** Opening EXTRACTED DATA block **
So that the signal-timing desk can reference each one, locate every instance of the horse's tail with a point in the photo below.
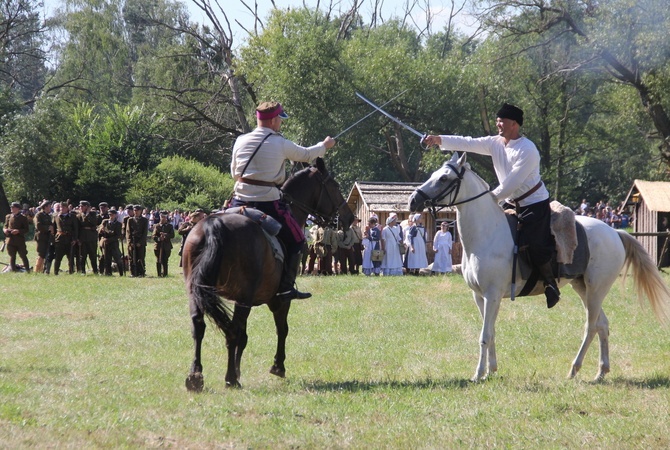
(646, 277)
(205, 272)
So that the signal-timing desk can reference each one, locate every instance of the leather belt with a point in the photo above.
(256, 182)
(529, 193)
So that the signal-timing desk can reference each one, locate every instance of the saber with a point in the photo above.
(366, 116)
(407, 127)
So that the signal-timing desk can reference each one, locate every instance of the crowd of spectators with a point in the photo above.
(615, 217)
(89, 236)
(397, 248)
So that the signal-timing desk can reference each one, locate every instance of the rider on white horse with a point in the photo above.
(516, 161)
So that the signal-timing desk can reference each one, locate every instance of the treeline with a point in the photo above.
(132, 101)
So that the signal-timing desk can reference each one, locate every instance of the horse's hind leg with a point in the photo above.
(195, 381)
(236, 342)
(596, 322)
(280, 312)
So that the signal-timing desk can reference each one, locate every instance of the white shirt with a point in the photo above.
(268, 163)
(517, 164)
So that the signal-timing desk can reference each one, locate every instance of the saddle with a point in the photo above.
(269, 225)
(569, 258)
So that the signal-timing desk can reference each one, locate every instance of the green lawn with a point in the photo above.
(98, 362)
** Closing EXTRACTED DATA block **
**ASSIGNMENT**
Using the listing above, return exactly, and only, the lines from the one that contains "lawn with a point in the photo above." through its last line, both included.

**RESPONSE AREA**
So that the signal-timing desk can reference each one, locate every instance of the green lawn with a point in the photo above.
(98, 362)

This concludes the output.